◆ **Tasks to perform**
(1) In the fire proof safe thread below, what does Todd say to keep inside the safe?
(2) Repeat the part of the fire proof safe thread between "I can't think" and "agent in there.", inclusive, word for word.
(3) Carry on the fire proof safe thread below from the point where it stops.

# Fire Proof Safe



## farley (Mar 15, 2008)

I am about to purchase my first gun. I have two kids at home and so I decided to buy a safe. I bought a sentry fire proof safe. After reading the instructions it says to not store fire arms in the case. Can anyone tell me the reason for this? As well can someone give me a better alternative?


----------



## BeefyBeefo (Jan 30, 2008)

I can't think of any reason you wouldn't be able to store firearms in it unless it lets in more heat or something. But that still shouldn't make it fire. You're still better off getting an actual gun safe with quicker access anyways. Good luck with whatever you decide to do.

-Jeff-


----------



## Todd (Jul 3, 2006)

I'm thinking liability. They don't want to have someone gain access to the safe, have the gun used, and then face the "if your safe had worked like it's supposed to ...". I have a small Sentry safe I use. No problems. Just remember to keep some sort of dehumidifying agent in there.


----------



## Shipwreck (Jan 26, 2006)

It may say that because of moisture issues. The small firesafes - I have heard comments before about these. Some people have had moisture issues.

◆ **Entries**
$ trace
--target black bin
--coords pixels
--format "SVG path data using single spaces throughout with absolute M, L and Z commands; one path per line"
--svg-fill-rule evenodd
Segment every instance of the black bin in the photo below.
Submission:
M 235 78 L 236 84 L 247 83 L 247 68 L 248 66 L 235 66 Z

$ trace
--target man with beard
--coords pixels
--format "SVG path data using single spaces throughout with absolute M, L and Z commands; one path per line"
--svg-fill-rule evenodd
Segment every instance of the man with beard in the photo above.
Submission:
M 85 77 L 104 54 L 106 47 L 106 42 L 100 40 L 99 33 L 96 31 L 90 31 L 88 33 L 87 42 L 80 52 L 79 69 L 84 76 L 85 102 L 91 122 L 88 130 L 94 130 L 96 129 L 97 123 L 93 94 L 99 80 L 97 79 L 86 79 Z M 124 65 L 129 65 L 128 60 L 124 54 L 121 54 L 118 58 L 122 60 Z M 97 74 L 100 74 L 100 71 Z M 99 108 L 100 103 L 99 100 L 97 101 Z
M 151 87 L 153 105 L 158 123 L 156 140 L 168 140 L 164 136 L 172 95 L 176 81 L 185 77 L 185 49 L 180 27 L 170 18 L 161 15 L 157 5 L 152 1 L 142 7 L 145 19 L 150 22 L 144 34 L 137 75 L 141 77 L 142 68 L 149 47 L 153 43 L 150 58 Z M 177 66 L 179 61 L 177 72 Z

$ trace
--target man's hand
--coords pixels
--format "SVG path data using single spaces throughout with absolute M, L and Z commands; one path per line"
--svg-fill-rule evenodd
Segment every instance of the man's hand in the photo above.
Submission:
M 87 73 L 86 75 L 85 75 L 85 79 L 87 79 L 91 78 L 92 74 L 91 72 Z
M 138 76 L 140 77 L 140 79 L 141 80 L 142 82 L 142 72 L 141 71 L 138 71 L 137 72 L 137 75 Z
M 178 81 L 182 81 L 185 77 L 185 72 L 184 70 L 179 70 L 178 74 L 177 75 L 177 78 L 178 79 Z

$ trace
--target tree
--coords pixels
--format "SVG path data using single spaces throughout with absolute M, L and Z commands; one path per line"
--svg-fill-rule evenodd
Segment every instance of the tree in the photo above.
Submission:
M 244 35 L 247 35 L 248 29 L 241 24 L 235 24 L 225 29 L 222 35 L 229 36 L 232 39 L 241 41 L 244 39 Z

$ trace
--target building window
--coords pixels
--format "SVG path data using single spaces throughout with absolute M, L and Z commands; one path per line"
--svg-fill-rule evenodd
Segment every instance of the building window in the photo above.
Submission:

◆ **Answers to each task**
(1) Some sort of dehumidifying agent.

(2)
I can't think of any reason you wouldn't be able to store firearms in it unless it lets in more heat or something. But that still shouldn't make it fire. You're still better off getting an actual gun safe with quicker access anyways. Good luck with whatever you decide to do.

-Jeff-


----------



## Todd (Jul 3, 2006)

I'm thinking liability. They don't want to have someone gain access to the safe, have the gun used, and then face the "if your safe had worked like it's supposed to ...". I have a small Sentry safe I use. No problems. Just remember to keep some sort of dehumidifying agent in there.

(3)
You need something inside to get rid of moisture. I use one of these:

http://www.cabelas.com/prod-1/0034792227686a.shtl

I bought it at Gander Mountain. U can find them many places


----------



## farley (Mar 15, 2008)

thanks for your input. I have been reading the forum for a while now and am impressed with all of the helpfull information.


----------



## Guest (Mar 20, 2008)

I have one that I used to store coins when I was more into coin collecting and there are moisture issues. You'll need a decent moisture remover that is made for a larger area than the safe.

I got a Winchester Gun Safe at Sam's 5 years ago for under $700 and it isn't bad, is what I need and holds over 30 firearms. As I recall it has an hour or two burn time as I don't think safes are fireproof but rather have a burn time that should be enough to protect the contents.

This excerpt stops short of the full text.